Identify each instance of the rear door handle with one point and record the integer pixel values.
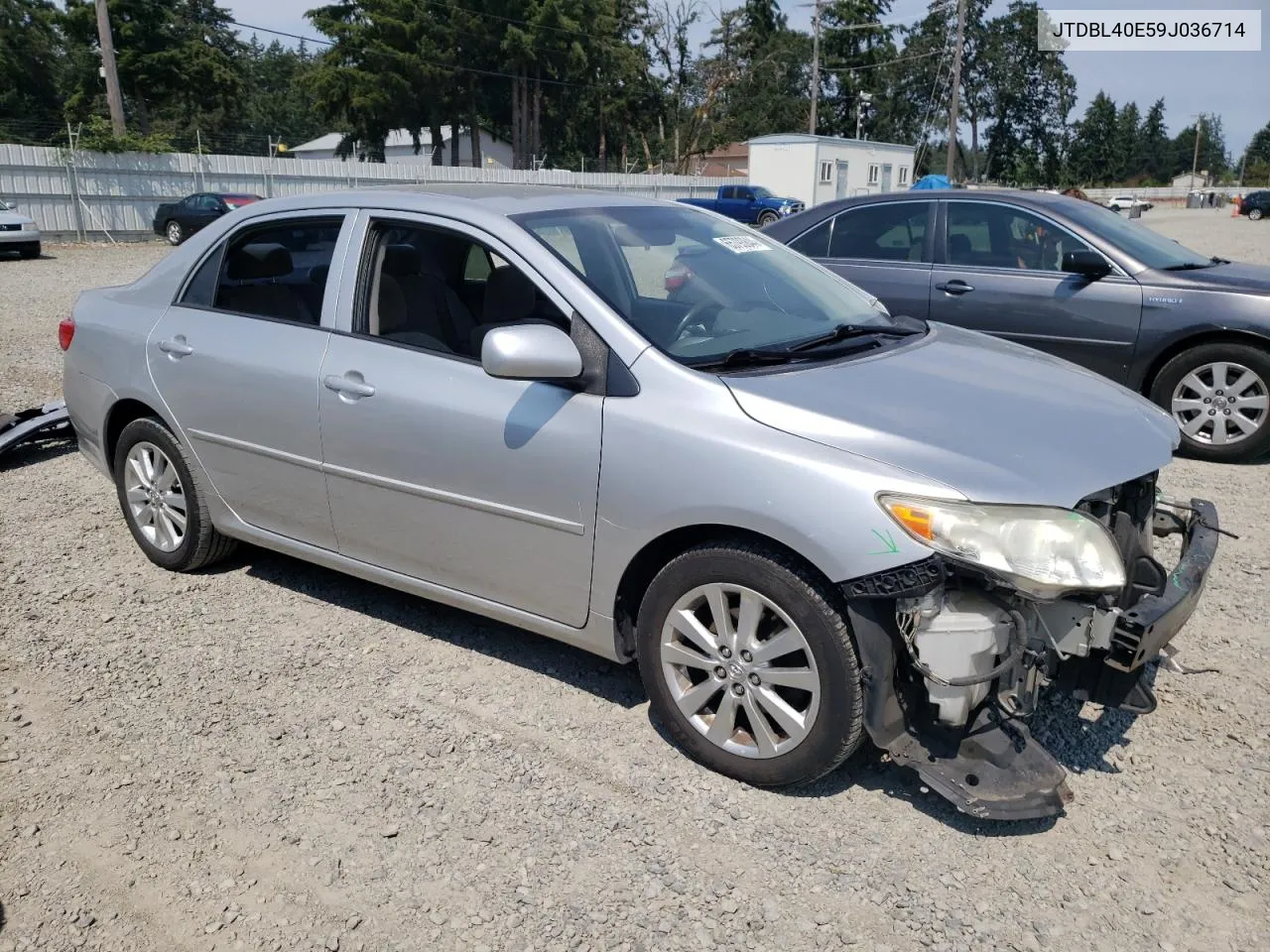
(177, 347)
(350, 385)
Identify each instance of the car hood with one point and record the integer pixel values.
(1236, 276)
(991, 419)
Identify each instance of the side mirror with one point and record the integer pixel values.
(1087, 264)
(530, 352)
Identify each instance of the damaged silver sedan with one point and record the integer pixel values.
(810, 522)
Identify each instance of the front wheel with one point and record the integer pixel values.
(749, 665)
(1219, 395)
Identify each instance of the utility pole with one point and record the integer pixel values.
(112, 75)
(816, 62)
(956, 86)
(1199, 131)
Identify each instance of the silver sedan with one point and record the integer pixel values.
(808, 521)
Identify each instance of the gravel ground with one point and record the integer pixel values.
(275, 757)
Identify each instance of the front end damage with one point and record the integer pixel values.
(953, 658)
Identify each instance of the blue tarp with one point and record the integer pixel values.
(933, 181)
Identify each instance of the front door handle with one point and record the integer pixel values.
(176, 348)
(350, 386)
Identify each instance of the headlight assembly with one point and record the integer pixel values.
(1044, 551)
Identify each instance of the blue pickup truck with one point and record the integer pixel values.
(751, 204)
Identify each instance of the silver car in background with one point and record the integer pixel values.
(807, 521)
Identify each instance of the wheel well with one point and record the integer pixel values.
(657, 553)
(1215, 336)
(123, 413)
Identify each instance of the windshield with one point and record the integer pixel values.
(698, 287)
(1135, 239)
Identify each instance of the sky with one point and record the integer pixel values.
(1232, 85)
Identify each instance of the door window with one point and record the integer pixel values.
(1000, 236)
(443, 291)
(893, 231)
(276, 271)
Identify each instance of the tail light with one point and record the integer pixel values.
(677, 276)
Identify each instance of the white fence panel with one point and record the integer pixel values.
(93, 193)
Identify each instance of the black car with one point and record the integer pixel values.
(1256, 204)
(1075, 280)
(180, 220)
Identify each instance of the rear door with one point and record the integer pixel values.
(883, 248)
(236, 361)
(998, 270)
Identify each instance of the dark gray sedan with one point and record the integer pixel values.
(1075, 280)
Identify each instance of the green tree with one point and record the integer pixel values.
(31, 64)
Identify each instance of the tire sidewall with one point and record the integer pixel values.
(150, 430)
(837, 664)
(1173, 373)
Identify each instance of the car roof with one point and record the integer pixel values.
(498, 198)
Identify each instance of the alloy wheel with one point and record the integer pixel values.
(1220, 403)
(739, 670)
(157, 500)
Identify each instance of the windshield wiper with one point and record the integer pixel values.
(844, 331)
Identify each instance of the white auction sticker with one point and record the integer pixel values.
(740, 244)
(1138, 31)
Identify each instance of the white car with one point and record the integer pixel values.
(1123, 202)
(18, 232)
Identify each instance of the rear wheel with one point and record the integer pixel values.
(749, 665)
(164, 506)
(1219, 395)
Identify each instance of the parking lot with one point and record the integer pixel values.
(271, 756)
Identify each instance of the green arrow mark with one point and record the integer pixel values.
(885, 538)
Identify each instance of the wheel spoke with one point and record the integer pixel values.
(747, 620)
(781, 644)
(801, 678)
(789, 720)
(1196, 424)
(698, 697)
(721, 615)
(688, 625)
(758, 728)
(724, 724)
(1194, 384)
(684, 656)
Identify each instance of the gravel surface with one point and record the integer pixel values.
(273, 757)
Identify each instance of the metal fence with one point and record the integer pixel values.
(89, 194)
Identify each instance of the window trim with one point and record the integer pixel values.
(943, 244)
(330, 293)
(928, 248)
(359, 291)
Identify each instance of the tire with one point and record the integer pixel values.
(1229, 430)
(794, 603)
(199, 543)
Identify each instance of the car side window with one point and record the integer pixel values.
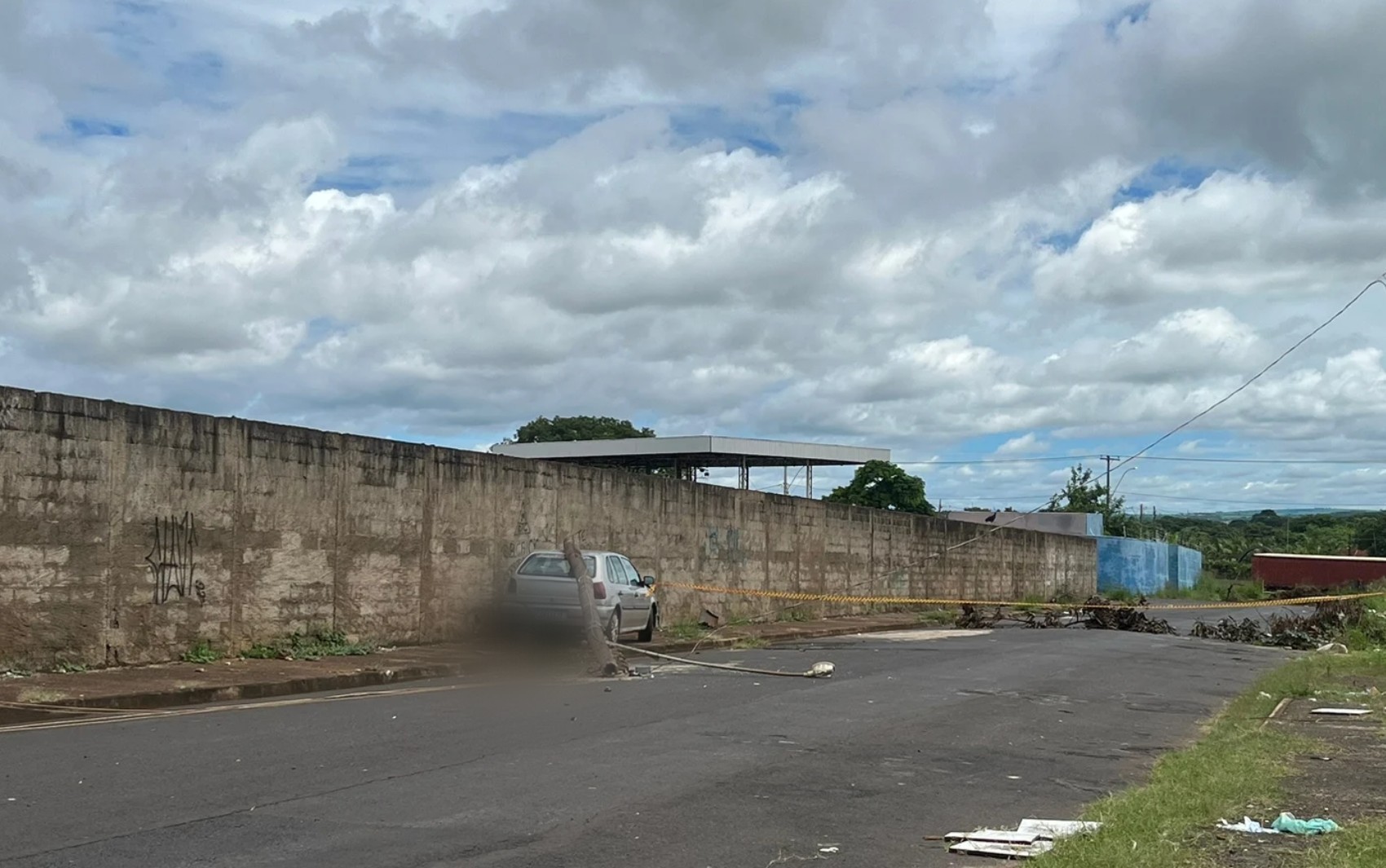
(616, 573)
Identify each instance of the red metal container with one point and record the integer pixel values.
(1317, 571)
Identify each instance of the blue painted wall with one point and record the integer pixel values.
(1145, 566)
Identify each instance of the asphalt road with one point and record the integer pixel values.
(689, 769)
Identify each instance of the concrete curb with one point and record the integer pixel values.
(257, 690)
(789, 634)
(148, 700)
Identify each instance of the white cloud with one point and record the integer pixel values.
(912, 223)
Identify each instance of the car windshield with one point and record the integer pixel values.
(554, 566)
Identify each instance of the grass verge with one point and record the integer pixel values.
(308, 646)
(1237, 763)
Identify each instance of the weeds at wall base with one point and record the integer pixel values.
(308, 646)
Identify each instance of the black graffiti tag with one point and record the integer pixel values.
(170, 559)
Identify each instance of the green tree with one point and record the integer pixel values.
(545, 430)
(1084, 494)
(883, 486)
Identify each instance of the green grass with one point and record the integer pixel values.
(1210, 588)
(1235, 764)
(203, 652)
(308, 646)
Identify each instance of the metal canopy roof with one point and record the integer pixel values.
(700, 451)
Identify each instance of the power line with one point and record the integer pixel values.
(1180, 496)
(1263, 460)
(1191, 421)
(1260, 373)
(1002, 460)
(1154, 458)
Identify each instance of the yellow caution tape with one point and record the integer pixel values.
(928, 601)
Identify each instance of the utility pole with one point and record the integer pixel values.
(591, 624)
(1109, 459)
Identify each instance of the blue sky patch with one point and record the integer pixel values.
(370, 174)
(702, 124)
(1163, 175)
(1132, 14)
(1063, 241)
(87, 128)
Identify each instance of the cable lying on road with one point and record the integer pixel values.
(819, 670)
(930, 601)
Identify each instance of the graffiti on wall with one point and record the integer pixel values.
(725, 544)
(172, 559)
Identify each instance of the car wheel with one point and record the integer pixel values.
(647, 632)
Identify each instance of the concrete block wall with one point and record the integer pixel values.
(129, 533)
(1145, 566)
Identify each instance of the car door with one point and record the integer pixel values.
(619, 584)
(639, 597)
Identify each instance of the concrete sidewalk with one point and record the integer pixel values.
(49, 695)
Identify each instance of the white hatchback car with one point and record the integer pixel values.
(542, 591)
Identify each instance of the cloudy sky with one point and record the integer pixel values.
(972, 231)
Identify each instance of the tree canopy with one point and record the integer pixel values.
(545, 430)
(1229, 545)
(883, 486)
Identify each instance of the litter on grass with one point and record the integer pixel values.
(1293, 826)
(1247, 826)
(1031, 838)
(1287, 822)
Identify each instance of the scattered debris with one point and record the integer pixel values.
(1247, 826)
(1126, 617)
(1094, 613)
(1293, 826)
(1229, 630)
(1057, 828)
(1287, 822)
(1313, 631)
(1030, 838)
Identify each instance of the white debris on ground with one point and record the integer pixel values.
(1030, 838)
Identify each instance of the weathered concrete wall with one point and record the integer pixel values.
(1080, 524)
(1145, 566)
(128, 534)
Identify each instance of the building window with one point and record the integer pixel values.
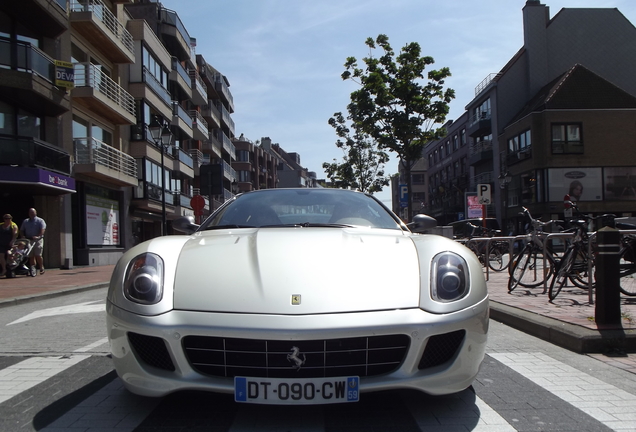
(566, 139)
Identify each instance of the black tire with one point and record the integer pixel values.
(562, 273)
(627, 268)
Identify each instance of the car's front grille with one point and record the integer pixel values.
(441, 348)
(228, 357)
(151, 350)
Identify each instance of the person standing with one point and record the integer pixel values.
(33, 229)
(8, 235)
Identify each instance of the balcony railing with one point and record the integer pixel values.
(183, 156)
(170, 17)
(29, 59)
(199, 121)
(176, 66)
(88, 75)
(156, 86)
(101, 11)
(198, 82)
(179, 111)
(26, 152)
(92, 151)
(485, 82)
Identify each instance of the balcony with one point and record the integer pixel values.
(153, 92)
(28, 79)
(180, 76)
(223, 90)
(95, 22)
(199, 126)
(183, 162)
(199, 89)
(175, 36)
(212, 146)
(181, 119)
(480, 151)
(211, 114)
(197, 160)
(98, 160)
(225, 116)
(32, 152)
(99, 93)
(479, 124)
(48, 17)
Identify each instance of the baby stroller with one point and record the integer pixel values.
(18, 259)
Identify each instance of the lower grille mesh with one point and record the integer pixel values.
(229, 357)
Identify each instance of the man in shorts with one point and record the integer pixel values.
(33, 229)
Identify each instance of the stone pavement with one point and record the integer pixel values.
(568, 322)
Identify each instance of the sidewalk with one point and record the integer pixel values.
(568, 322)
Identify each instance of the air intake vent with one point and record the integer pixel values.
(151, 350)
(441, 348)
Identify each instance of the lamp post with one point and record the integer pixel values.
(504, 180)
(161, 135)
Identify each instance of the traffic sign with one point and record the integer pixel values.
(483, 194)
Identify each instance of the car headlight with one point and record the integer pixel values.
(449, 277)
(143, 282)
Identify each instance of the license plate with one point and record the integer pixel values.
(302, 391)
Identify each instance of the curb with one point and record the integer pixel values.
(575, 338)
(41, 296)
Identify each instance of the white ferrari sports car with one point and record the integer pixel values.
(298, 296)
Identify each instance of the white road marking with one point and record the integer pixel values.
(93, 345)
(28, 373)
(62, 310)
(605, 402)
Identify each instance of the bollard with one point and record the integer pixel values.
(608, 305)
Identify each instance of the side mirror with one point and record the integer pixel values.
(185, 224)
(421, 223)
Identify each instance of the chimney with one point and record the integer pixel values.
(536, 17)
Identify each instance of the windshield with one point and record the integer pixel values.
(302, 207)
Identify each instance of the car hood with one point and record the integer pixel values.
(297, 271)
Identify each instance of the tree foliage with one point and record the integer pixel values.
(396, 105)
(362, 167)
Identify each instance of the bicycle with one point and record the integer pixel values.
(526, 268)
(577, 260)
(627, 263)
(496, 249)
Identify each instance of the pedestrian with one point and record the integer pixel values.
(8, 235)
(33, 229)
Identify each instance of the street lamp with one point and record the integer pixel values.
(161, 135)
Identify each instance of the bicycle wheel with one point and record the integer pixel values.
(627, 268)
(497, 259)
(562, 273)
(518, 267)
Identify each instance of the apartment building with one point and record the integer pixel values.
(35, 159)
(560, 113)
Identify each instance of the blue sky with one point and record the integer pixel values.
(284, 58)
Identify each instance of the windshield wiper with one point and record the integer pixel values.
(213, 227)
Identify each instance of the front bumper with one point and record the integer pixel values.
(453, 375)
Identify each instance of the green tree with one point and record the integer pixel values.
(362, 167)
(396, 105)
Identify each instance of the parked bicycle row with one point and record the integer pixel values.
(553, 253)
^^^^
• WHAT NEEDS TO BE DONE
Beginning with the line in which "Identify each instance of the parked" appears, set down each line through the last one in the listing, unchanged and with no extras.

• OUTPUT FOR THIS TASK
Identify each instance of the parked bicycle row with one point and record the integer pixel values.
(553, 253)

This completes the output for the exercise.